> [EXERCISE DETAILS] Leave out the pictures and print the rest of the entries exactly as they stand.
**** GIVEN DATA ****
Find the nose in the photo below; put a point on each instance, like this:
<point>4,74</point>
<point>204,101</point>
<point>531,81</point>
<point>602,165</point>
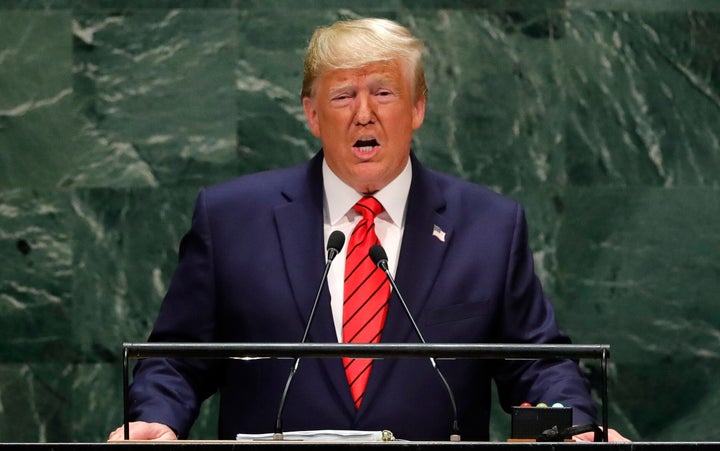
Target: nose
<point>364,114</point>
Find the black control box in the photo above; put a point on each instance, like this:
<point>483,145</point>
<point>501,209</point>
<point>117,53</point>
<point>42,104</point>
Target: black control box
<point>531,422</point>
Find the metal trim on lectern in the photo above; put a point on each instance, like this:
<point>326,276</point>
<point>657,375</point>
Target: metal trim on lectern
<point>379,350</point>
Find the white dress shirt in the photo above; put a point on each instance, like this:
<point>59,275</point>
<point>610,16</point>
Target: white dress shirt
<point>339,215</point>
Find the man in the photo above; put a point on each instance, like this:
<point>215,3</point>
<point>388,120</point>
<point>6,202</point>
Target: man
<point>252,260</point>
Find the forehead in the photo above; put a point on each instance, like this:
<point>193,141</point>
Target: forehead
<point>390,71</point>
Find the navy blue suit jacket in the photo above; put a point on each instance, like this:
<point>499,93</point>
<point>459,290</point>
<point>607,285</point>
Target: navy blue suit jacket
<point>248,271</point>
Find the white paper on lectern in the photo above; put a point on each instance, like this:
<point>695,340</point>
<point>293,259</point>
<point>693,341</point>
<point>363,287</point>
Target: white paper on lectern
<point>325,435</point>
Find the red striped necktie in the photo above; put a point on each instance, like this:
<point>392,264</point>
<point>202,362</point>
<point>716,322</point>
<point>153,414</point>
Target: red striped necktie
<point>366,295</point>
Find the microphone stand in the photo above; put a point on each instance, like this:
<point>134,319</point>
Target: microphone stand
<point>335,243</point>
<point>378,255</point>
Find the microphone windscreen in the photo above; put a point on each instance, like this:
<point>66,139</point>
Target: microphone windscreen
<point>377,254</point>
<point>336,241</point>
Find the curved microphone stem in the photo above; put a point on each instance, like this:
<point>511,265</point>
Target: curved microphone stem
<point>380,259</point>
<point>335,243</point>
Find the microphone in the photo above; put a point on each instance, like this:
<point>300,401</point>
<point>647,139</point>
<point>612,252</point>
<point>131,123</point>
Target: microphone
<point>379,257</point>
<point>335,244</point>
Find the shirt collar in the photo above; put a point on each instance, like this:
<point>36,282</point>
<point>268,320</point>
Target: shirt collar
<point>340,197</point>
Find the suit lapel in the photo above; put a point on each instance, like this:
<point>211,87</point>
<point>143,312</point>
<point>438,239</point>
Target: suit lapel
<point>300,231</point>
<point>421,258</point>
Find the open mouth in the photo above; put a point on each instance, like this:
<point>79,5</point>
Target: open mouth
<point>365,144</point>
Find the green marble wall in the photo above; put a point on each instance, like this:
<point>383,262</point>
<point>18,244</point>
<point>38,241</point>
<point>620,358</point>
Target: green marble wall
<point>603,117</point>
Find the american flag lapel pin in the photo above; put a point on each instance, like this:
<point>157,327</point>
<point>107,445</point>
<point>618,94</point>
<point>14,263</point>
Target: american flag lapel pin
<point>438,233</point>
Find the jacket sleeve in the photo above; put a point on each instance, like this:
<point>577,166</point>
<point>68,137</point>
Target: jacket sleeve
<point>170,391</point>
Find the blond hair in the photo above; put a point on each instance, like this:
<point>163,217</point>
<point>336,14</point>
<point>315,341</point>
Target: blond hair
<point>350,44</point>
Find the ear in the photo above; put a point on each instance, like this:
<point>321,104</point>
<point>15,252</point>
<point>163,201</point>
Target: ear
<point>419,112</point>
<point>311,114</point>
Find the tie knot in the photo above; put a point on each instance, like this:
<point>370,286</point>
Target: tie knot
<point>368,207</point>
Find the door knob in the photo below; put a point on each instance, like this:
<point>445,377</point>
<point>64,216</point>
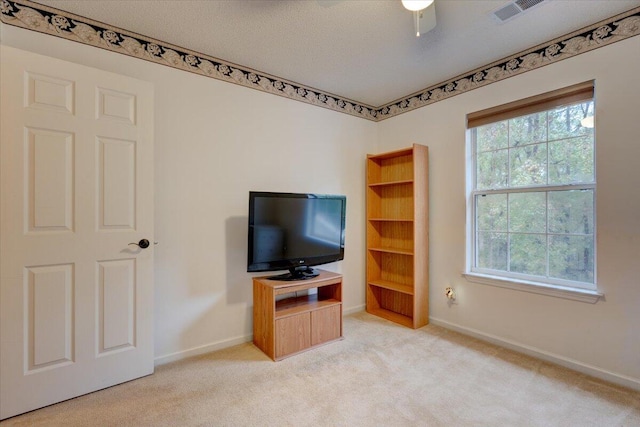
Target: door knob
<point>142,244</point>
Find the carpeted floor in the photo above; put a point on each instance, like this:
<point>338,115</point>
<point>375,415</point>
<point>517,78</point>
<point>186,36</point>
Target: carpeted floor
<point>381,374</point>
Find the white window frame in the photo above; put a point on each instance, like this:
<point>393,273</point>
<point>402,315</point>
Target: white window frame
<point>553,287</point>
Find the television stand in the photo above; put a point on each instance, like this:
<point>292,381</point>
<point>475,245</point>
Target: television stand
<point>285,324</point>
<point>297,273</point>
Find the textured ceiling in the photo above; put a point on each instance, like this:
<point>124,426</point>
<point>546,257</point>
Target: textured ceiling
<point>364,50</point>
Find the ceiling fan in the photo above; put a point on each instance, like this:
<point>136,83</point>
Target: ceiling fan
<point>424,15</point>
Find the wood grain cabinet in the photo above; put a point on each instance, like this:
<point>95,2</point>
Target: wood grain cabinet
<point>398,236</point>
<point>289,317</point>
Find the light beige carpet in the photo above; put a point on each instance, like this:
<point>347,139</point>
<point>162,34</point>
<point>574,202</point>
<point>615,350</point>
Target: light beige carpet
<point>381,374</point>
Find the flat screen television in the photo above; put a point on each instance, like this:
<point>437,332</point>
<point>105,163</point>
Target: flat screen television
<point>294,231</point>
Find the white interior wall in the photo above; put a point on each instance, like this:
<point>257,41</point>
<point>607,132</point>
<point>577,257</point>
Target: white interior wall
<point>214,142</point>
<point>602,338</point>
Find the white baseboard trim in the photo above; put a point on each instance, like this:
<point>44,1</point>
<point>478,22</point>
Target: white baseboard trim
<point>207,348</point>
<point>593,371</point>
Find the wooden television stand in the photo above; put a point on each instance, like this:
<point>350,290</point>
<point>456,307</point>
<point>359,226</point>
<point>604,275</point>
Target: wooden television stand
<point>285,323</point>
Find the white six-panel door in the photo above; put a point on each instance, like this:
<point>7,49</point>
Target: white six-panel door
<point>76,180</point>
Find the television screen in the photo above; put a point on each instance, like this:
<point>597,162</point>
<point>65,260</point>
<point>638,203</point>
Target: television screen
<point>294,231</point>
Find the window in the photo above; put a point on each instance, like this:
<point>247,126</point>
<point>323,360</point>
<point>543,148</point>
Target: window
<point>532,190</point>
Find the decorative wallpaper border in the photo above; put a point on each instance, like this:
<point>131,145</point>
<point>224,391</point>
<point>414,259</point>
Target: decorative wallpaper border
<point>589,38</point>
<point>33,16</point>
<point>55,22</point>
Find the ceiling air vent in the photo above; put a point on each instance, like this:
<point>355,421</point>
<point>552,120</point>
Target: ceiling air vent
<point>514,8</point>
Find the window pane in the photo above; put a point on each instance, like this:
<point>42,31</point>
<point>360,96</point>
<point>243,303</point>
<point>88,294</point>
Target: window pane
<point>528,165</point>
<point>571,160</point>
<point>571,258</point>
<point>528,254</point>
<point>492,250</point>
<point>528,129</point>
<point>492,136</point>
<point>564,122</point>
<point>571,212</point>
<point>491,212</point>
<point>492,169</point>
<point>528,212</point>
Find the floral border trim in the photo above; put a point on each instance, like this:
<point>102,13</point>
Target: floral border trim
<point>55,22</point>
<point>601,34</point>
<point>33,16</point>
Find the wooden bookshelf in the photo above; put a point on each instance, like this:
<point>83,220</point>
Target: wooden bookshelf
<point>398,236</point>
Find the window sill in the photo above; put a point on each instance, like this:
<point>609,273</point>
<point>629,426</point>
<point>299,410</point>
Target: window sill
<point>583,295</point>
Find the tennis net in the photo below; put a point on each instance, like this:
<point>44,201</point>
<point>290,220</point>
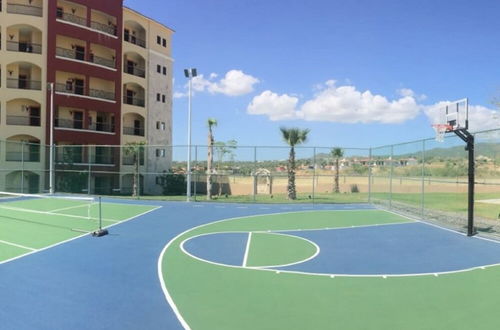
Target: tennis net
****
> [RESULT BELOW]
Find the nose in the photo below; put a point on each instance, like this:
<point>4,74</point>
<point>204,101</point>
<point>531,81</point>
<point>602,165</point>
Target: nose
<point>364,114</point>
Find the black control box in the photo above; put a point on each instance, like this:
<point>483,145</point>
<point>501,209</point>
<point>117,53</point>
<point>42,104</point>
Target: black control box
<point>531,422</point>
Find the metal trim on lectern in the photo above; put a point on each instance, like this:
<point>326,276</point>
<point>657,375</point>
Target: metal trim on lectern
<point>379,350</point>
Find the white dress shirt in the photo above; put a point on each instance, like this:
<point>59,275</point>
<point>610,16</point>
Target: white dress shirt
<point>339,215</point>
Find the man in the photo above; put a point on each instance, like this:
<point>215,3</point>
<point>388,120</point>
<point>6,202</point>
Target: man
<point>252,260</point>
Find the forehead in the photo above; put a point on each instance, like this:
<point>193,141</point>
Target: forehead
<point>390,71</point>
Find the navy blue suit jacket in the photo above; put a point on each instance, like this:
<point>499,93</point>
<point>459,290</point>
<point>607,285</point>
Target: navy blue suit jacket
<point>248,271</point>
Find the white paper on lectern in the photo above; put a point on each instance, like this:
<point>695,340</point>
<point>293,259</point>
<point>693,341</point>
<point>363,287</point>
Target: white paper on lectern
<point>325,435</point>
Find the red striped necktie in the photo above; put a point on each instance, like this:
<point>392,264</point>
<point>202,362</point>
<point>716,322</point>
<point>153,414</point>
Target: red striped necktie
<point>366,295</point>
Find the microphone stand in the photo above; put a point on each instance, like this:
<point>134,319</point>
Target: microphone stand
<point>335,243</point>
<point>378,255</point>
Find the microphone windscreen in the photo above; put a point on each instance, like this:
<point>66,139</point>
Target: microphone windscreen
<point>377,254</point>
<point>336,241</point>
Find the curved microphone stem in the photo above; put a point on each instance, like this:
<point>511,265</point>
Target: curved microphone stem
<point>380,259</point>
<point>335,243</point>
Find the microphone in the photo above; put a point on each instance, like this:
<point>300,401</point>
<point>647,139</point>
<point>612,252</point>
<point>131,123</point>
Target: microphone
<point>379,257</point>
<point>335,244</point>
Find the shirt collar in the photo above; put a point on each instance, like this:
<point>36,282</point>
<point>268,320</point>
Target: shirt collar
<point>340,197</point>
Find the suit lapel in the photo above; put a point on each instance, like this:
<point>211,87</point>
<point>143,312</point>
<point>438,239</point>
Target: suit lapel
<point>300,231</point>
<point>421,258</point>
Find the open mouth in the photo above; put a point on each instance, like this:
<point>79,5</point>
Target: open mouth
<point>365,144</point>
Find the green marble wall in the photo above; put a point on each instance, like this:
<point>383,262</point>
<point>18,244</point>
<point>38,241</point>
<point>620,358</point>
Target: green marble wall
<point>603,117</point>
Find the american flag lapel pin in the photo above; put a point on each instance, like this:
<point>157,327</point>
<point>107,445</point>
<point>618,94</point>
<point>14,263</point>
Target: american flag lapel pin
<point>438,233</point>
Find the jacket sleeve in the photo above; put a point on each instance, like this:
<point>577,166</point>
<point>68,137</point>
Target: jacket sleeve
<point>170,391</point>
Find the blond hair in the photo above; put a point on each instance, like this:
<point>163,217</point>
<point>336,14</point>
<point>315,341</point>
Target: blond hair
<point>350,44</point>
Find the ear in the photo above; put a point on each instance, like this:
<point>321,104</point>
<point>15,252</point>
<point>163,201</point>
Target: ear
<point>419,112</point>
<point>311,114</point>
Find the tie knot in the photo above; put a point on each instance, like this:
<point>370,286</point>
Target: tie knot
<point>368,207</point>
Find the door knob in the photo below; put a point on each instance, like this:
<point>445,377</point>
<point>64,216</point>
Target: door knob
<point>142,244</point>
Find the carpeted floor in the photo above; put a point on each instance, like this:
<point>338,115</point>
<point>375,415</point>
<point>517,78</point>
<point>186,36</point>
Target: carpeted floor
<point>381,374</point>
Find the white window frame in the photo above; put a point on each instance, like this:
<point>393,273</point>
<point>402,315</point>
Target: white window frame
<point>553,287</point>
Find the television stand in the photo above; put a point on each instance, like this:
<point>292,381</point>
<point>475,245</point>
Target: television stand
<point>285,324</point>
<point>297,273</point>
Find the textured ceiling in the photo above; put a point on each instance, like this:
<point>124,426</point>
<point>546,257</point>
Target: textured ceiling
<point>364,50</point>
Find the ceiling fan in the photo above; put a point on each instance, like this:
<point>136,83</point>
Target: ceiling fan
<point>424,15</point>
Find the wood grain cabinet in the photo above; put a point on each instance, like this:
<point>95,2</point>
Target: wood grain cabinet
<point>398,236</point>
<point>289,317</point>
Find the light beige carpet in the photo above; put a point on each instance, like this:
<point>347,139</point>
<point>162,34</point>
<point>574,202</point>
<point>615,350</point>
Target: light beige carpet
<point>381,374</point>
Find the flat screen television in the photo above; put a point on each instance, like this:
<point>437,332</point>
<point>105,163</point>
Target: flat screen television
<point>294,231</point>
Find the white interior wall in the photo above; put a point on each instance, like this:
<point>257,41</point>
<point>607,132</point>
<point>577,257</point>
Target: white interior wall
<point>214,142</point>
<point>602,338</point>
Find the white baseboard trim in the photo above; put a point on each instance, like this:
<point>44,1</point>
<point>478,22</point>
Target: white baseboard trim
<point>207,348</point>
<point>593,371</point>
Find the wooden television stand in the photo above; put a point on each instance, like this:
<point>350,290</point>
<point>456,307</point>
<point>359,226</point>
<point>604,275</point>
Target: wooden television stand
<point>285,323</point>
Find the white six-panel door in the photo above; put a point on each instance, like this:
<point>7,49</point>
Target: white six-panel door
<point>76,180</point>
Find the television screen in the photo above; put a point on each instance, like this:
<point>597,162</point>
<point>65,260</point>
<point>638,203</point>
Target: television screen
<point>294,231</point>
Find the window in the photo above; put a point on each instance, like this:
<point>247,126</point>
<point>323,360</point>
<point>543,148</point>
Target: window
<point>532,190</point>
Find the decorative wallpaper border in the photo above; put a point on each instance, like this:
<point>131,145</point>
<point>224,391</point>
<point>414,259</point>
Target: decorative wallpaper border
<point>589,38</point>
<point>33,16</point>
<point>55,22</point>
Find the ceiling air vent in the photo above; put a point on each instance, like this:
<point>355,421</point>
<point>552,120</point>
Target: ceiling air vent
<point>514,8</point>
Find the window pane in the photo above; put a point on each instance, like this:
<point>42,31</point>
<point>360,96</point>
<point>243,303</point>
<point>88,294</point>
Target: window pane
<point>528,165</point>
<point>571,160</point>
<point>571,258</point>
<point>528,254</point>
<point>492,250</point>
<point>528,129</point>
<point>492,136</point>
<point>564,122</point>
<point>571,212</point>
<point>491,212</point>
<point>492,169</point>
<point>528,212</point>
Find the floral border trim in the photo above; put a point on each instance, like this:
<point>102,13</point>
Target: floral border trim
<point>55,22</point>
<point>601,34</point>
<point>33,16</point>
Find the wooden bookshelf in the photo above; put a point on each instance, like this:
<point>83,220</point>
Target: wooden bookshelf
<point>398,236</point>
Find the window sill in the photo above; put a point on each instance, like this:
<point>609,273</point>
<point>629,426</point>
<point>299,410</point>
Target: window sill
<point>583,295</point>
Find the tennis net in the photo below; put a point on each instance, like this:
<point>44,201</point>
<point>290,220</point>
Target: tennis net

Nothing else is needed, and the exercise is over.